- What you should do
Show every line of the rows below that contains the word "orange".

+===+

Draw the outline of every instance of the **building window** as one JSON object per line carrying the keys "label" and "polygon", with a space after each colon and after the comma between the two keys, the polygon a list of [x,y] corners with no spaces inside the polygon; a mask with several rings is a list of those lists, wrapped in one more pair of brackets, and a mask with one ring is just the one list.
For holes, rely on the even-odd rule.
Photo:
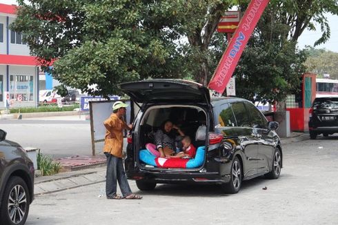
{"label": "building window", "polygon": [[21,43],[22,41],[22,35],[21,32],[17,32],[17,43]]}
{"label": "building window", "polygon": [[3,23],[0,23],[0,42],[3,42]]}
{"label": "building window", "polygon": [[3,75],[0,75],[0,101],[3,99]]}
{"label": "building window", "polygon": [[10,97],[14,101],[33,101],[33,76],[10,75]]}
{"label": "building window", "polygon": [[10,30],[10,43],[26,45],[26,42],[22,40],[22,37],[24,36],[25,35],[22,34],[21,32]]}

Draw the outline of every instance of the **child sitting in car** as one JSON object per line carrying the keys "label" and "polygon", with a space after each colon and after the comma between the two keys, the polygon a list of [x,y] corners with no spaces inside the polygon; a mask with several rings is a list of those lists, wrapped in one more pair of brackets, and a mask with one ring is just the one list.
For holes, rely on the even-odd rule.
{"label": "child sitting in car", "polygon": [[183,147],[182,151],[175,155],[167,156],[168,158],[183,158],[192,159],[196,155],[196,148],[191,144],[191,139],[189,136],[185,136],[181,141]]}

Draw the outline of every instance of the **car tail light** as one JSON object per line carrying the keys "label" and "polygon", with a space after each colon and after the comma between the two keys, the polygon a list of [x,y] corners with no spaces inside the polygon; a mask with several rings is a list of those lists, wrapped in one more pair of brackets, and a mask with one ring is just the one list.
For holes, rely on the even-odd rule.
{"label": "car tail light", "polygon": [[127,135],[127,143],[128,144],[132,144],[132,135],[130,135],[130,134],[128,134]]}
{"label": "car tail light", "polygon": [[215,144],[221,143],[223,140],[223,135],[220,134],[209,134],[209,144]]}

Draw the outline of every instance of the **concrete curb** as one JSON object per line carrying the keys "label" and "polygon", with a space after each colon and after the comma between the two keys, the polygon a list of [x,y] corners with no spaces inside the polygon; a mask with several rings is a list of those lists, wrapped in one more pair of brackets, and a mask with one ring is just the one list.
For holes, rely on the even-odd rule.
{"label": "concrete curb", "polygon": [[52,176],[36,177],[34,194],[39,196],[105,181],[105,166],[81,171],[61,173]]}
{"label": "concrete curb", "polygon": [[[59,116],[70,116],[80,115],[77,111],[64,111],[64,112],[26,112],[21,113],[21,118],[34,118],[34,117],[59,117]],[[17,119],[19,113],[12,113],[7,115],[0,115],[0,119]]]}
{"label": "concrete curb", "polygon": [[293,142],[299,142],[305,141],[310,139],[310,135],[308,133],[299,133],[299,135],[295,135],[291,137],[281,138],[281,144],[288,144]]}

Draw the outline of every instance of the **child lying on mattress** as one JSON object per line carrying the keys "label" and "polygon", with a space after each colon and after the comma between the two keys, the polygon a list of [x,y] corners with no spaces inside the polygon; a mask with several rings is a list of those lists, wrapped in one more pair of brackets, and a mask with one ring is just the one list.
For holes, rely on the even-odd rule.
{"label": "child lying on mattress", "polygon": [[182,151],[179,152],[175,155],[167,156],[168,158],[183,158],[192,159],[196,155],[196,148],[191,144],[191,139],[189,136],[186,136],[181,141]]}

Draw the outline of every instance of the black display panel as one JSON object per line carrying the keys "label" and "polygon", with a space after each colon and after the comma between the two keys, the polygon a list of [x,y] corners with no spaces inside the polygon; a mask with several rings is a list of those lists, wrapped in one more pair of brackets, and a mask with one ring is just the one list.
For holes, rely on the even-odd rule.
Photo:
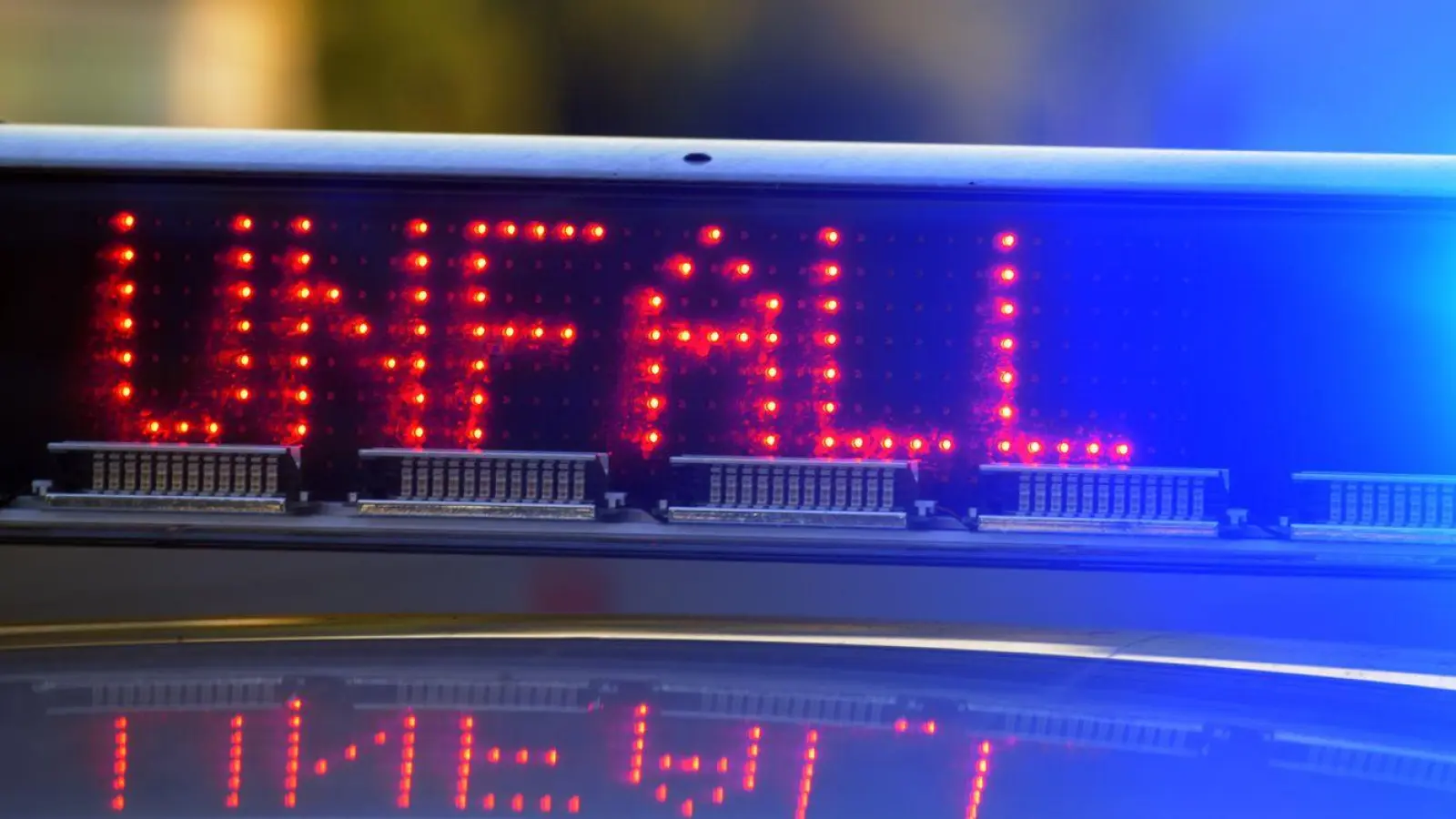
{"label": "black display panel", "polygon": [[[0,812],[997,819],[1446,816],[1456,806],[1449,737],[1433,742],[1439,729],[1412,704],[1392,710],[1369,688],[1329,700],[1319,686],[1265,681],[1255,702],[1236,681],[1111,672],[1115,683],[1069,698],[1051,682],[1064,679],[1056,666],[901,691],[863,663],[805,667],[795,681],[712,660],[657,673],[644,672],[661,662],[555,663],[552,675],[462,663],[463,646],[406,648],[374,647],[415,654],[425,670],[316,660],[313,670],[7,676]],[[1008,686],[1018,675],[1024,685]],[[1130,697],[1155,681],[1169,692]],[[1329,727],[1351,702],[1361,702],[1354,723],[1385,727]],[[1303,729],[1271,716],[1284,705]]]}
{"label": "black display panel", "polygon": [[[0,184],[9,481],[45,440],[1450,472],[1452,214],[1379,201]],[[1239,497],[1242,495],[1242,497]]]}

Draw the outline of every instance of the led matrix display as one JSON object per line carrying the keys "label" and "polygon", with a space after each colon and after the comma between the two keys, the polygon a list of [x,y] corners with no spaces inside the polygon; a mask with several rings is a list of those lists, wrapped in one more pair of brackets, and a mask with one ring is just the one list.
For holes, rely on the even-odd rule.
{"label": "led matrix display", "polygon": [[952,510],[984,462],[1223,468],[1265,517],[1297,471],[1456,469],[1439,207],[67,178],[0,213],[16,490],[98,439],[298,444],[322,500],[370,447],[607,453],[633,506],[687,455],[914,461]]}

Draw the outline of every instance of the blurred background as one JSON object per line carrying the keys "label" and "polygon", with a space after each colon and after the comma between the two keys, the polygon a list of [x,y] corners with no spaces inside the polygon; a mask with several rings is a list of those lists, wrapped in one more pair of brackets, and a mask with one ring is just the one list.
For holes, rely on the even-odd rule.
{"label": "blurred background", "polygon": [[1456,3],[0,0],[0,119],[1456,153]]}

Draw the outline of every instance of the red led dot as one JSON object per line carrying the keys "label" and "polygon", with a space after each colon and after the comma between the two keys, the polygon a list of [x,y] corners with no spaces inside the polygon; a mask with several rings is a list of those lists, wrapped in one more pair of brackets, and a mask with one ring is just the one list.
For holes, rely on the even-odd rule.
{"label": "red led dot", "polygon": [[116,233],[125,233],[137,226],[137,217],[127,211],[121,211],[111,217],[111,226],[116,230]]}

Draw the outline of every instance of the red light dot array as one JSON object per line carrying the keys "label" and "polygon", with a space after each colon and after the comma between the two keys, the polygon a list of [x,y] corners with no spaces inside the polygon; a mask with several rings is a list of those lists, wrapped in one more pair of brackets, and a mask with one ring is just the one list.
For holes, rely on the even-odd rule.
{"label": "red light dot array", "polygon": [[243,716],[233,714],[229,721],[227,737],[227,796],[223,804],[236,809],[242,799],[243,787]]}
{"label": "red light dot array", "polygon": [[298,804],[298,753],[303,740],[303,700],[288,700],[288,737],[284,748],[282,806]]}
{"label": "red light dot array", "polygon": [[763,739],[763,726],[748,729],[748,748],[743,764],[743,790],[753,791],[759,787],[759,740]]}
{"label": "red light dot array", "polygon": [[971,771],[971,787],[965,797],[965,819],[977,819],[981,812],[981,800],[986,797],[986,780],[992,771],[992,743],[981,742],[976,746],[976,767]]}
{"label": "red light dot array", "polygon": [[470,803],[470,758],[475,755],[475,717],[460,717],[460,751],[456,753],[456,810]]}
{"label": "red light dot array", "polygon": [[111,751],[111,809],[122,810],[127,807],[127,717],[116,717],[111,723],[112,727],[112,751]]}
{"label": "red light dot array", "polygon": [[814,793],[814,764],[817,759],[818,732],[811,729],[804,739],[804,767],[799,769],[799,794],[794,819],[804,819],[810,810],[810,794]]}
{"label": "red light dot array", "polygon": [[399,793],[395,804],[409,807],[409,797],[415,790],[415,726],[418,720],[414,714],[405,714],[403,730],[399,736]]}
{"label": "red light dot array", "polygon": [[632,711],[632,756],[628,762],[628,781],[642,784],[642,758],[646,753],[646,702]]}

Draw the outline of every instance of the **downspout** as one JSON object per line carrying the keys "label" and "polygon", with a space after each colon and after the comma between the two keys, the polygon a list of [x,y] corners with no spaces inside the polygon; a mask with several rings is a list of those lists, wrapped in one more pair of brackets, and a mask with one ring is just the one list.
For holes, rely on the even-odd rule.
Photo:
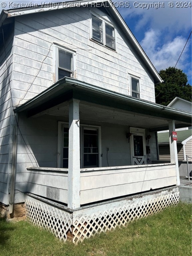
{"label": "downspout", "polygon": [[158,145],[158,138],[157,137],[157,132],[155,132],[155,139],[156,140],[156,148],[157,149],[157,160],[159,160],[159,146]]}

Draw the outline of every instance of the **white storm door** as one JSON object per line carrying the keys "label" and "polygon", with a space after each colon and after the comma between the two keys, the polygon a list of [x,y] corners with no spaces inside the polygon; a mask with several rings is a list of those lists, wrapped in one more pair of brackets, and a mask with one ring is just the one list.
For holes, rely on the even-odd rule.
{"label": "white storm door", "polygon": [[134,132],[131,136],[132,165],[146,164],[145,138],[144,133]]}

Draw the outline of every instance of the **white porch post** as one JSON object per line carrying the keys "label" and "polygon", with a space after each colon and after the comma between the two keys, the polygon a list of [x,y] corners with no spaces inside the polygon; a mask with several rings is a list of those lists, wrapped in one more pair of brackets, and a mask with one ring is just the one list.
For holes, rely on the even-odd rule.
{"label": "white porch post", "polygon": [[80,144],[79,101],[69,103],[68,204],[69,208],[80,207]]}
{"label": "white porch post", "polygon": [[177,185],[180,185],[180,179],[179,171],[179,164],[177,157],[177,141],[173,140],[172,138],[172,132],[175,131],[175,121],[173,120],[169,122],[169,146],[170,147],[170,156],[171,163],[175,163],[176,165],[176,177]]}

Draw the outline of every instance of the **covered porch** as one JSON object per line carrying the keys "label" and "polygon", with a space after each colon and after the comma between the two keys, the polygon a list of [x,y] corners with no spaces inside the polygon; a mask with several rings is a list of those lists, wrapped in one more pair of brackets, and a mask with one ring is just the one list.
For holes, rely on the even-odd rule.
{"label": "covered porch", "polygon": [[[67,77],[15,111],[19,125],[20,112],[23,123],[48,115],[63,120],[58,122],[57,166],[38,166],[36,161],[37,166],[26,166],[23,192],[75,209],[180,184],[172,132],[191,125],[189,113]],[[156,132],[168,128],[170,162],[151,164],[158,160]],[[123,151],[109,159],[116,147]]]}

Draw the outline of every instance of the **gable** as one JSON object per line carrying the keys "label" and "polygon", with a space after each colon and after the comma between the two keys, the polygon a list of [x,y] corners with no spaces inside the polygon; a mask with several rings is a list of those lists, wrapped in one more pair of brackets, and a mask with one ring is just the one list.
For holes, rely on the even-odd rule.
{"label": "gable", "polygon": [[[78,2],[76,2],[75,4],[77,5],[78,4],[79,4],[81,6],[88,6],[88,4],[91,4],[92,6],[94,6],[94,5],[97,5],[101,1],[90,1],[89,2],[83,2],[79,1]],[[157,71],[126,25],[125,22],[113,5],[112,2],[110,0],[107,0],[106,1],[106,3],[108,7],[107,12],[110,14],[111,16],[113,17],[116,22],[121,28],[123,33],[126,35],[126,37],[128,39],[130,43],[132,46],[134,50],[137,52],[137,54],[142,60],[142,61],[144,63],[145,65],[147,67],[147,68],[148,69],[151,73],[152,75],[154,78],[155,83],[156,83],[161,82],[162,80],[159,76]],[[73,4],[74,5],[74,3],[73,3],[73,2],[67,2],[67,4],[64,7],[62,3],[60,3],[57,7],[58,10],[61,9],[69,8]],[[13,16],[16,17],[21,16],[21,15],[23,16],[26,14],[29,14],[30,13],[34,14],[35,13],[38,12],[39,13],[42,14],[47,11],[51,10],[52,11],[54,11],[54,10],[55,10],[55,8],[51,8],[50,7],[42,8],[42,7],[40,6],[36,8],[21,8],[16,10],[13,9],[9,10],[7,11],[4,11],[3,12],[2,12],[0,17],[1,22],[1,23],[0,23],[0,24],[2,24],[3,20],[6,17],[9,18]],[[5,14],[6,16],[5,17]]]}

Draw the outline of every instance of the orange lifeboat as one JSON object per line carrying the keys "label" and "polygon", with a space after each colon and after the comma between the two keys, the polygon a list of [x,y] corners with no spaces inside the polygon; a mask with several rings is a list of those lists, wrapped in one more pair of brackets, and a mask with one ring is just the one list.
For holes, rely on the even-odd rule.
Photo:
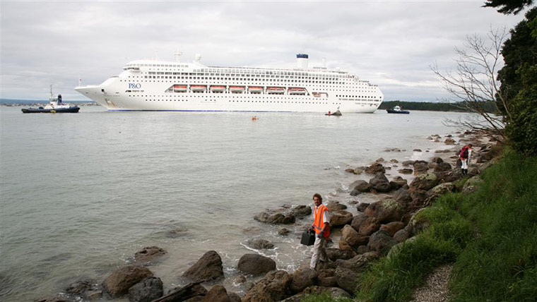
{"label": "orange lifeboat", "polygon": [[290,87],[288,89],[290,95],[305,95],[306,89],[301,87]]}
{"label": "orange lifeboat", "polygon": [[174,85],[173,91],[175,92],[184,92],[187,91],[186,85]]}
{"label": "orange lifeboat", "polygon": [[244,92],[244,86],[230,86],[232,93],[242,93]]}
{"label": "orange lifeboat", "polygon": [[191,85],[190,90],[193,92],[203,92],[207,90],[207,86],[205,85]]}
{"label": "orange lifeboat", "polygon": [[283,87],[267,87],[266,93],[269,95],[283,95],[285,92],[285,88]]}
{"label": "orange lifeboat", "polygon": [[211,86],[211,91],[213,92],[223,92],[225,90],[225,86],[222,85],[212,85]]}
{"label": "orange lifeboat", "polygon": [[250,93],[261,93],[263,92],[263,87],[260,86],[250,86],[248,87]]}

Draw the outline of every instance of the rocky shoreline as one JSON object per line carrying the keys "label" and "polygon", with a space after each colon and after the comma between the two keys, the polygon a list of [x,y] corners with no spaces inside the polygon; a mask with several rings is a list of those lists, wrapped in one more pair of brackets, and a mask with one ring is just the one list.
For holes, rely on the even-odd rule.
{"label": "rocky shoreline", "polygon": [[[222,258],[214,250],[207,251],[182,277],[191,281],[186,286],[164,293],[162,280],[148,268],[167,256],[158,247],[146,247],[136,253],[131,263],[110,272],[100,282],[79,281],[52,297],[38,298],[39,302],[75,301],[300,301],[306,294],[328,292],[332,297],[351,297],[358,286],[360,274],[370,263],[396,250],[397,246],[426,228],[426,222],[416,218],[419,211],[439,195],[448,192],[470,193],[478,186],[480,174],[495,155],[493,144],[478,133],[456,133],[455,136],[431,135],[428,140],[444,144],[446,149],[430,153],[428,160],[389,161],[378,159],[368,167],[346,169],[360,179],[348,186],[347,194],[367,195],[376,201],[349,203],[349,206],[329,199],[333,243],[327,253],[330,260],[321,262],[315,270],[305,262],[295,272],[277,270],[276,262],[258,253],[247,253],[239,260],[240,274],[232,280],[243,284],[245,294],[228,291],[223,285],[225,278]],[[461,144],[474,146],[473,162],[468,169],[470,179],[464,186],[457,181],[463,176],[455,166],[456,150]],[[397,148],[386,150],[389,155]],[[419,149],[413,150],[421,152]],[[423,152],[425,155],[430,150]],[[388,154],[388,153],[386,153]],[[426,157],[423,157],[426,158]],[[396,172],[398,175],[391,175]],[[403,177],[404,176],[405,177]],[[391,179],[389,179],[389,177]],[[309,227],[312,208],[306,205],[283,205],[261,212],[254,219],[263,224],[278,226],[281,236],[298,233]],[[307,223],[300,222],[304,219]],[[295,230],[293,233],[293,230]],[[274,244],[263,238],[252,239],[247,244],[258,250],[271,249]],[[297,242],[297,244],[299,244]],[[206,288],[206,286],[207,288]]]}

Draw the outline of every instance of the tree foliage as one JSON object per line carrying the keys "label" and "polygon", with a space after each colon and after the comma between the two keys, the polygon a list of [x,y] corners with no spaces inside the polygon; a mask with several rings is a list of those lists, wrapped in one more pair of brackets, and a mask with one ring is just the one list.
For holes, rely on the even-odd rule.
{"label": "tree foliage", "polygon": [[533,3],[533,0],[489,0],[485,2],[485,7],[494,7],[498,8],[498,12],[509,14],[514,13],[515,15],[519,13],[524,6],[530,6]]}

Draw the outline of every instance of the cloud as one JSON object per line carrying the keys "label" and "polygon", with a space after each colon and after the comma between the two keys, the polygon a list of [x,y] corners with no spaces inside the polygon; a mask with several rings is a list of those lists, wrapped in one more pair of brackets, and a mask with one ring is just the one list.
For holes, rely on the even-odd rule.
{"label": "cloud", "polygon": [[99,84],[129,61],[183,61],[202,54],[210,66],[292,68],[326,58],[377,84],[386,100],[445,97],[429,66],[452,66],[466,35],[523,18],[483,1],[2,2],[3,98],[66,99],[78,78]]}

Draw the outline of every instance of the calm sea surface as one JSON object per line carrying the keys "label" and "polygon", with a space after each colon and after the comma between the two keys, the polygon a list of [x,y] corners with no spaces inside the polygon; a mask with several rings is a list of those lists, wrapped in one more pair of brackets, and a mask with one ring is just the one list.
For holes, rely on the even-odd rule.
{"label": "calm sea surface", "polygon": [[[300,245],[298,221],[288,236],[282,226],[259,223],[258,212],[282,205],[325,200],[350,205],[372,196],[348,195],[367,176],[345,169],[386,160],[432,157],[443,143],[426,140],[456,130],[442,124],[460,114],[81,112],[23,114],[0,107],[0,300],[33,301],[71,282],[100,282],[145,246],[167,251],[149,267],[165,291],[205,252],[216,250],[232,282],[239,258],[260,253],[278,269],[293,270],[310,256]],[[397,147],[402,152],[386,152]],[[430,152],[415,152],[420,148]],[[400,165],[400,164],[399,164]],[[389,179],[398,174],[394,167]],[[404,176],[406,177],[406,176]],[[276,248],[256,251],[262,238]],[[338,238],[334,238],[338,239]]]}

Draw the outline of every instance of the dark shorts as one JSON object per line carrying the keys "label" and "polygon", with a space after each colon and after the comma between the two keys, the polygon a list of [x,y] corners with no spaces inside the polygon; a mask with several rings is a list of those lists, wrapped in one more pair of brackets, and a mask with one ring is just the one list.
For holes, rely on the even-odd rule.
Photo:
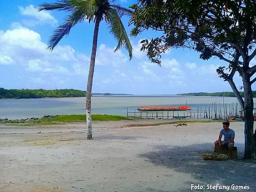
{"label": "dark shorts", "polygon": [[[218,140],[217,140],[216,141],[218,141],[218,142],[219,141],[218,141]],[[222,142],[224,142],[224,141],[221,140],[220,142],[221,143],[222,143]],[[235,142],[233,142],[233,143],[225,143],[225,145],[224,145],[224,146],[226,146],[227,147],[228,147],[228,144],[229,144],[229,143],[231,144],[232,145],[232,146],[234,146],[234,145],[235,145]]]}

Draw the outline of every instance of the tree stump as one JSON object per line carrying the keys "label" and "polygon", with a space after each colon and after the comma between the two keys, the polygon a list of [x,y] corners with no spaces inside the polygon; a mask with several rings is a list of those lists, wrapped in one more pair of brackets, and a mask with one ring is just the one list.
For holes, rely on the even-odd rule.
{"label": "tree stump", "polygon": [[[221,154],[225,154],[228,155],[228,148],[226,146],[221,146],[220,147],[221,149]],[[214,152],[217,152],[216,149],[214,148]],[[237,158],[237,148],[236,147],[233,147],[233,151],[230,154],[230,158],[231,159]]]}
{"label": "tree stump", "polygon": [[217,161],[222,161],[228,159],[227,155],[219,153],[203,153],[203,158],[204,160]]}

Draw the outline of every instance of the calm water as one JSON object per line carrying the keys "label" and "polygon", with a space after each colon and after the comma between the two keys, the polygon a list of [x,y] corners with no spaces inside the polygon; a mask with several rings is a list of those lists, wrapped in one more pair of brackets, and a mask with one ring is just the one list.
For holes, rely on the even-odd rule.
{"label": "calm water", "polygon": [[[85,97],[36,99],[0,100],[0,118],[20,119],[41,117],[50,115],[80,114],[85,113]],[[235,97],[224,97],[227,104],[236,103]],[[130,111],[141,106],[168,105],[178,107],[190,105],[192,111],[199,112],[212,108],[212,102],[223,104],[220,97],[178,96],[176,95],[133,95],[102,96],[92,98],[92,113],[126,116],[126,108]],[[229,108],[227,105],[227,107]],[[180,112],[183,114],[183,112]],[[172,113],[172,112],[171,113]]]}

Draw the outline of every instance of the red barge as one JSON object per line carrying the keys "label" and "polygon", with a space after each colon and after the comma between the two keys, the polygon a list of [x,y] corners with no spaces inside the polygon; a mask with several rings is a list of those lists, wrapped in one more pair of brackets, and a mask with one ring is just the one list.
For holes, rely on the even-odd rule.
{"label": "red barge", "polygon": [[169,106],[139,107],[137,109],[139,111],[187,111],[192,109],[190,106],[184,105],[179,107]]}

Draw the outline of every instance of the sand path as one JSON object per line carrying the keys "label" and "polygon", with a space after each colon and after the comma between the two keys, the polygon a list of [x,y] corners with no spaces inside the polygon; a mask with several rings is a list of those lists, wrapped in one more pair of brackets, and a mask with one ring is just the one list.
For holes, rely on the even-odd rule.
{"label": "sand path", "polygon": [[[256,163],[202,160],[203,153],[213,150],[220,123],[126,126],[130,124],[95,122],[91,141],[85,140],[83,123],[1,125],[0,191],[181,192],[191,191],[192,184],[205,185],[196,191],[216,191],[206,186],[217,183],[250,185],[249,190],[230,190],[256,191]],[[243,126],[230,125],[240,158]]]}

+===+

- Answer below
Draw the outline of every instance of the orange lifeboat as one JSON object per line carrying the keys "label" and "polygon", with a space after each colon and after the comma between the two keys, the polygon a list of [x,y] corners with no spaces inside the polygon; a mask with several rings is a list of those lists, wrapped in one more pair of brackets, and a mask with one ring is just the one list.
{"label": "orange lifeboat", "polygon": [[290,87],[288,89],[290,95],[305,95],[306,89],[301,87]]}
{"label": "orange lifeboat", "polygon": [[174,85],[173,91],[175,92],[184,92],[187,91],[186,85]]}
{"label": "orange lifeboat", "polygon": [[244,92],[244,86],[230,86],[232,93],[242,93]]}
{"label": "orange lifeboat", "polygon": [[191,85],[190,90],[193,92],[203,92],[207,90],[207,86],[205,85]]}
{"label": "orange lifeboat", "polygon": [[283,87],[267,87],[266,93],[269,95],[283,95],[285,92],[285,88]]}
{"label": "orange lifeboat", "polygon": [[211,86],[211,91],[213,92],[223,92],[225,90],[225,86],[222,85],[212,85]]}
{"label": "orange lifeboat", "polygon": [[250,93],[261,93],[263,92],[263,87],[260,86],[250,86],[248,87]]}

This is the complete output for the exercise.